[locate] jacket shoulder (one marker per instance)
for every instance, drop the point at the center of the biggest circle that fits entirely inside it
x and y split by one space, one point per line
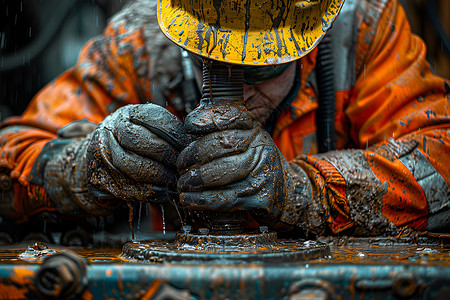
357 18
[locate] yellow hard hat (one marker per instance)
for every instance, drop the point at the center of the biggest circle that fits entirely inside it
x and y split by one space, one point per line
249 32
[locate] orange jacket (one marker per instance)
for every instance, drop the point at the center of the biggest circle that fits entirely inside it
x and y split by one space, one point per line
385 90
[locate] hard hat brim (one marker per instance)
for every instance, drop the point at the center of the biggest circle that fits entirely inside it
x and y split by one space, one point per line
248 32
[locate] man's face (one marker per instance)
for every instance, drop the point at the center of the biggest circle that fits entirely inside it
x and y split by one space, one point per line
263 98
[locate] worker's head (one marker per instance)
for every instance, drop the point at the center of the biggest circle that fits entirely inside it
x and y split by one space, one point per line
263 36
248 32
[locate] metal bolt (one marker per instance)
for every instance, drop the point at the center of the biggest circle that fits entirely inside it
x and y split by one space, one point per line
187 228
203 230
263 229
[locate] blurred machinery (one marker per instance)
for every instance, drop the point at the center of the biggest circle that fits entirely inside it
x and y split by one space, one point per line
429 19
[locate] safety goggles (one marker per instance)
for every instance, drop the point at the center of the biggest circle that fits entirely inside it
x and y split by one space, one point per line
252 74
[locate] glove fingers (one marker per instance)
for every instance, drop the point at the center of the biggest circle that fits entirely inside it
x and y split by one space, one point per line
140 140
219 172
136 167
222 200
123 188
160 121
215 145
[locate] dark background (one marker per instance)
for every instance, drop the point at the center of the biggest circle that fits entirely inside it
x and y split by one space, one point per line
39 39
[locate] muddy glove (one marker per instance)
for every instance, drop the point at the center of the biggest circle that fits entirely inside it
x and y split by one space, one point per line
132 154
234 167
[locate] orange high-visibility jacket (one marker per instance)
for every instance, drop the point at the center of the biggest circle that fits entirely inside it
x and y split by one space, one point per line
390 109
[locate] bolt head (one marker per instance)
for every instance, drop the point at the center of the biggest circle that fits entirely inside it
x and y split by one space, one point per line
263 229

§ §

EXERCISE DETAILS
Word for word, write out the lines from the top of the records above down to the line holding "[locate] yellow hard", inclusive, but not the pictures.

ANSWER TO THIS PROBLEM
[locate] jacket shoulder (one marker per instance)
for every instance, drop the point at the center of the biggest circle that fits entirely inside it
x and y split by one space, one point per line
357 18
[locate] yellow hard hat (one marker per instance)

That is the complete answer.